═══ EXTRAIT DE PAGE ═══

Voilà l’un des derniers. ça s’appelle « Dix disques de traverse ».

Bien sûr, ça plaira aux amateurs de mode passagère, pleine de clins d’oeil faciles (ô le disque que j’adore, ô la crudité franche), c’est tout simplement racoleur. Voilà un Grenier qui est loin de valoir les Roger et Jean, Voilà un Laurent Grenier qui se pose comme question essentielle, entre les disques majeurs qui ont constellé son parcours (il est aujourd’hui bon trentenaire), quelle main, gauche ou droite, je n’invente rien, assume ses branlettes. Question fondamentale, certes.

═══

Résumez l'extrait de page en deux phrases. Les enregistrements proviennent d'une autre source que l'extrait de page.

═══ ENREGISTREMENTS FOURNIS ═══

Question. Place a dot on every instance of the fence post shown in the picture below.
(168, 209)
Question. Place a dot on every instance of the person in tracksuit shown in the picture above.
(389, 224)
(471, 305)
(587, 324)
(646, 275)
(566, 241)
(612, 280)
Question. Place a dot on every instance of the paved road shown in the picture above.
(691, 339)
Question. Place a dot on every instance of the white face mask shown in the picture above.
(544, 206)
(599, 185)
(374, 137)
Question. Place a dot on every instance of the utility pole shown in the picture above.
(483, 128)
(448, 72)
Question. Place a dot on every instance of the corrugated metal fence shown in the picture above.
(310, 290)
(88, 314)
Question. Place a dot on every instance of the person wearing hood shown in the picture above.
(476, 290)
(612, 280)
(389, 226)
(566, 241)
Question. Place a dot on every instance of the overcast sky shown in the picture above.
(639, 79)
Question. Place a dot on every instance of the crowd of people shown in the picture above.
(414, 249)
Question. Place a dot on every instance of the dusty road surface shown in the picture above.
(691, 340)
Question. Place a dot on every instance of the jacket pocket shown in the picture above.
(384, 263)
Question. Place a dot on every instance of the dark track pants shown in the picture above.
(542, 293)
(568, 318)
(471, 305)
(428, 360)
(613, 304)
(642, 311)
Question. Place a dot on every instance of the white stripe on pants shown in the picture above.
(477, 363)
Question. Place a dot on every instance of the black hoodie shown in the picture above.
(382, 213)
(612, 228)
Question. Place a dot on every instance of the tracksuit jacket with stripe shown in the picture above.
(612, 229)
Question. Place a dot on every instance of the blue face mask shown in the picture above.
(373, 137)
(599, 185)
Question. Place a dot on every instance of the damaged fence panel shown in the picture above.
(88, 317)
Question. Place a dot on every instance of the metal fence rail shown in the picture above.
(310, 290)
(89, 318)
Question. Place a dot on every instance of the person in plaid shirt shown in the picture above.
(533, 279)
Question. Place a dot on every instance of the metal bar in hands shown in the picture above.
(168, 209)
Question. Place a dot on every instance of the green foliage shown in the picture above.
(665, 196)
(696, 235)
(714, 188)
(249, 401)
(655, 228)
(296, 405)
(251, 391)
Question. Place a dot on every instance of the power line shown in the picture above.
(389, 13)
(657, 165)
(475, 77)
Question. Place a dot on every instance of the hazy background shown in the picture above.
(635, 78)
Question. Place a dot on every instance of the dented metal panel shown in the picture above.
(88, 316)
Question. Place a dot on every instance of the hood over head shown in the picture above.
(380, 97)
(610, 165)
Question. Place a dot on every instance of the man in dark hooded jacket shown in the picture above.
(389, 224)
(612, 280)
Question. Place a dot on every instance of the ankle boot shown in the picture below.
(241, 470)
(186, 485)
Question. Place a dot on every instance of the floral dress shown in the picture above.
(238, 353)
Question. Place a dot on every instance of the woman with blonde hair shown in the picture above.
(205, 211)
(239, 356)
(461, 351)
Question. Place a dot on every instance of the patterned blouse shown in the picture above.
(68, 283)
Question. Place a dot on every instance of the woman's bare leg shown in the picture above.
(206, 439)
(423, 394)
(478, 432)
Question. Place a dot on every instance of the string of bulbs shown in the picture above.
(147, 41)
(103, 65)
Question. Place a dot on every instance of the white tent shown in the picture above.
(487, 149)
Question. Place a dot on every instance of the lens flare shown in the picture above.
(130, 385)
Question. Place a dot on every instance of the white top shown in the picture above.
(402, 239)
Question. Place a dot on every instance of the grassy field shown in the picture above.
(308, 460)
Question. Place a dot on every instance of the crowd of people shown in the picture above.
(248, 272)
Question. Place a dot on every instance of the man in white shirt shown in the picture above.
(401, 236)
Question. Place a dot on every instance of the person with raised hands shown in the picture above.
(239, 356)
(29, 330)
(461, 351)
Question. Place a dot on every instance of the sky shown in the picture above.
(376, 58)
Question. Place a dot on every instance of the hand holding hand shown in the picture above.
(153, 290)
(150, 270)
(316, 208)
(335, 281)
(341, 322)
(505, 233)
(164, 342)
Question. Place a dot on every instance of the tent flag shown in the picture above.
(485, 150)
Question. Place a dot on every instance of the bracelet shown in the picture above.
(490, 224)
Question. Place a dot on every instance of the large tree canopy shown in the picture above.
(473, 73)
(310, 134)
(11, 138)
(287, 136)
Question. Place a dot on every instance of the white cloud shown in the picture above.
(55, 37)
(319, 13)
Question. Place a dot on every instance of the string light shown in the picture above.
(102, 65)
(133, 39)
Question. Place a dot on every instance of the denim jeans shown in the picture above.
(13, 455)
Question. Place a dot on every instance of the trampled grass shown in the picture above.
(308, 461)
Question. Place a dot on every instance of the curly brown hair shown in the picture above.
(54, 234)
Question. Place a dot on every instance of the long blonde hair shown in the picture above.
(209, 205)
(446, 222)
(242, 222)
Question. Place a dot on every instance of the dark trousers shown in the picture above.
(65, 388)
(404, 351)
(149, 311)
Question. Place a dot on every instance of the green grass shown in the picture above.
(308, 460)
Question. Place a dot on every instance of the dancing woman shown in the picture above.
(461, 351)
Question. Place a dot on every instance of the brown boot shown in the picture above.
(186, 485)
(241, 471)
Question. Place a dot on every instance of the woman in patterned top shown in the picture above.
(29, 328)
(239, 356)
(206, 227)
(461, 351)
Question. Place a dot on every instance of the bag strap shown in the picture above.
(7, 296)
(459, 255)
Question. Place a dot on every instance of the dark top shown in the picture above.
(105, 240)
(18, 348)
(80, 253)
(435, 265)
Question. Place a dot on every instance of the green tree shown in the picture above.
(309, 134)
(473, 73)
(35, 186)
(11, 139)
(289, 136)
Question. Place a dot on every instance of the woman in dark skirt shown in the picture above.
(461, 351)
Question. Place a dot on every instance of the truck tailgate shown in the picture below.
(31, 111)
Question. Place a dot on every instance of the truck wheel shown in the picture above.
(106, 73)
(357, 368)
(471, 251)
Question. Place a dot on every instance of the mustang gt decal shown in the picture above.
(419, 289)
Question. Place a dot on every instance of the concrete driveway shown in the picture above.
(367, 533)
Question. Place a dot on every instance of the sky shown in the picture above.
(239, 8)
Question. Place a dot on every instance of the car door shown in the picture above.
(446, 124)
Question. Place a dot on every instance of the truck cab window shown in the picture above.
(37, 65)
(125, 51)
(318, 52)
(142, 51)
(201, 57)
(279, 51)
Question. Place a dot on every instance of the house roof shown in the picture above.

═══

| RÉPONSE |
L'extrait présente « Dix disques de traverse » comme l'un des derniers et le juge tout simplement racoleur, de nature à plaire aux amateurs de mode passagère et de clins d'œil faciles. Selon le texte, ce Laurent Grenier, aujourd'hui bon trentenaire, est loin de valoir les Roger et Jean et se pose, entre les disques majeurs de son parcours, la question de savoir quelle main, gauche ou droite, assume ses branlettes, question qualifiée de « fondamentale, certes ».